Directions ->
Set the data down once more, in full and exactly.

● ● ● ● ● ● ●

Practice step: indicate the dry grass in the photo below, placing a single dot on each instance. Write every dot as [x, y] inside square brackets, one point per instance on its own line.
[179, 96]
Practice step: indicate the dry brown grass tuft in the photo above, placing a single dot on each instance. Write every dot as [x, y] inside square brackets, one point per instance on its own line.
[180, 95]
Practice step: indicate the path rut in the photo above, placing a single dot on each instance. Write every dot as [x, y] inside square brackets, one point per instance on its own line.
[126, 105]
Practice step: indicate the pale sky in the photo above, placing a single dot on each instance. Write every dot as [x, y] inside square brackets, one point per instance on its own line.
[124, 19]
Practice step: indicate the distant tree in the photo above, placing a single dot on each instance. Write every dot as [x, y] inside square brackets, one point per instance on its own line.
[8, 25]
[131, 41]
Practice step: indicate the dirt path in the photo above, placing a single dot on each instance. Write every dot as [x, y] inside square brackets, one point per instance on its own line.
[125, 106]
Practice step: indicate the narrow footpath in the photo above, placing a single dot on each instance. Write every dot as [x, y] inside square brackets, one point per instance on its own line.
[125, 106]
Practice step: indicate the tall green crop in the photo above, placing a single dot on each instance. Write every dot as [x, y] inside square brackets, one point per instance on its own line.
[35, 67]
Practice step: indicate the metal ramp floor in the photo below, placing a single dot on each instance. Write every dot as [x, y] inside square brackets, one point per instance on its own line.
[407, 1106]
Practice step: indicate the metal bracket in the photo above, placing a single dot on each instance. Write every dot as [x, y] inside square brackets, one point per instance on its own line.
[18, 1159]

● ● ● ● ● ● ●

Response for this exercise ->
Practice step: indicate the dry grass in the photo below, placing a single dot on each instance. Write every dot as [x, y] inside square brackets, one point per instance on its own line.
[179, 96]
Practice step: indicate the dry brown grass tuft in the photo above, placing a single dot on each instance. Write every dot as [x, y] inside square brackets, one point per instance on its own line.
[180, 95]
Practice step: indicate the path rut in the photo above, placing a single dot on each instance. Write every dot as [x, y] inside square brackets, one point per instance on its own line.
[126, 105]
Practice step: indicate the pale sky in the photo above, placing a single dot on each instance. Write every dot as [x, y] inside square brackets, one point per instance on its own line.
[124, 19]
Practice step: indicate the distant tree in the photo above, placing a single dot on each instance. Write every dot as [x, y] inside square brackets, one point per instance on its own line.
[8, 25]
[131, 41]
Practice step: indicate the dirt path in the photo above, placing a single dot on each instance. Write every dot as [x, y] inside square brackets, one point per instance on its own line.
[125, 106]
Practice step: indicate the narrow footpath in the photo above, placing a single dot on each instance. Write every dot as [x, y] inside square brackets, one point per instance on its own line.
[125, 106]
Practice step: indicate the tall green crop in the photo above, placing a single dot on each instance. Write every dot as [x, y] inside square brackets, one point per instance on its own line.
[35, 67]
Practice step: indicate the metal ramp floor in the photo below, placing a single dot on each instance. Write every dot as [x, y] inside square brackets, one point per instance on its own line.
[407, 1106]
Practice step: indicate the metal bracket in the photo above, placing a single dot on each instance. Write every dot as [x, y] inside square brackets, one point per instance on its own line.
[18, 1159]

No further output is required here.